Problem to solve:
Please pull out every line of the listing below that contains the string "roof". Case counts, so only matches with the same capitalization qualify.

── Data to use ──

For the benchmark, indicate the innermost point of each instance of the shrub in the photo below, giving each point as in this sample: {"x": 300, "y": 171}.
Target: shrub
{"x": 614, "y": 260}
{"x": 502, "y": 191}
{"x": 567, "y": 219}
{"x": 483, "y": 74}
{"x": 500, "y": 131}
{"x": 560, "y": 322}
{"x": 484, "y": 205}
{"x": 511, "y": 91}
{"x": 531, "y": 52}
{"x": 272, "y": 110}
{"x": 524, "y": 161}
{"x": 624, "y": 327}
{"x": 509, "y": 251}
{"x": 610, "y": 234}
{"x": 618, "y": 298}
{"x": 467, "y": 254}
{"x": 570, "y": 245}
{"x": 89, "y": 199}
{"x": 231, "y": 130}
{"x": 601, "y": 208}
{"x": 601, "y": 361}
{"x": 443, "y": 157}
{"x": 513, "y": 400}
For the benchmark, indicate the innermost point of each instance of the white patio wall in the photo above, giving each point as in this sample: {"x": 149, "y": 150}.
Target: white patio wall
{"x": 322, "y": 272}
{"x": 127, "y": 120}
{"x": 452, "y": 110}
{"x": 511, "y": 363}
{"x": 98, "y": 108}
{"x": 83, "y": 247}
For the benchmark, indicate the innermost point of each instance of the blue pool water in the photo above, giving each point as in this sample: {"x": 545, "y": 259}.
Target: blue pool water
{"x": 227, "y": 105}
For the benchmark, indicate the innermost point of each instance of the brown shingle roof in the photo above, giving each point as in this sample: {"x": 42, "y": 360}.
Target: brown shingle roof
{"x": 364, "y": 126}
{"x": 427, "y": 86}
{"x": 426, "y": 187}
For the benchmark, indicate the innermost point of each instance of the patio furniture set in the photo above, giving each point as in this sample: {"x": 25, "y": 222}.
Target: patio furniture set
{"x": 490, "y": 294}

───
── Data to use ──

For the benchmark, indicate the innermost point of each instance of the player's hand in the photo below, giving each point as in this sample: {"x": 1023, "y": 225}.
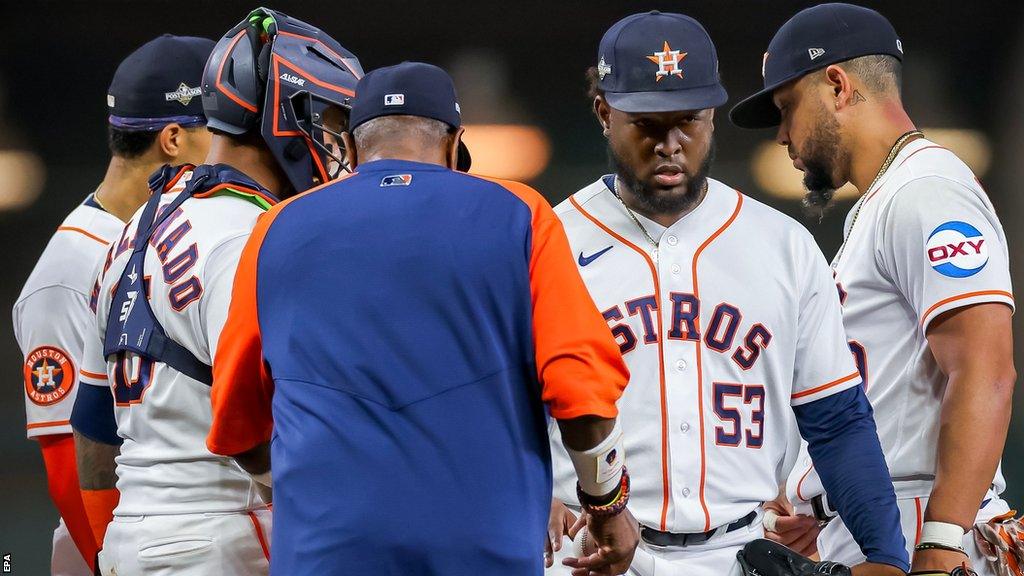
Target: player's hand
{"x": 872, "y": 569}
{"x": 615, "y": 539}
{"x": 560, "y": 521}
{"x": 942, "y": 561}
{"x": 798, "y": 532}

───
── Data to use ──

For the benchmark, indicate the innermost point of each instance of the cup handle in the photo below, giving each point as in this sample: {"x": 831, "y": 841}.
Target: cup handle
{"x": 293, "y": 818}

───

Reply to the exercise:
For the benchmark, indicate the innermost point of each instance of the brown shingle roof in the photo above, giving each point as in this sample: {"x": 42, "y": 360}.
Target: brown shingle roof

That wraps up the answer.